** The task **
Pull every line of text from the listing below without changing it, and leave the pictures out.

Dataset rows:
┌────────
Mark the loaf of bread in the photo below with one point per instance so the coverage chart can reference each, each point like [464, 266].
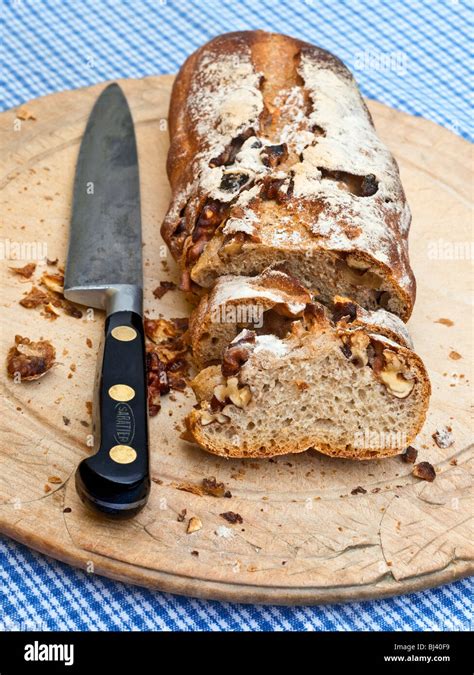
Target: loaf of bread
[346, 391]
[274, 158]
[272, 302]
└────────
** Result for this exercise **
Mark the loaf of bread in the photo below with one point per instance so the coverage chart can reference each, each point like [464, 266].
Target: loaf of bread
[346, 391]
[274, 158]
[272, 302]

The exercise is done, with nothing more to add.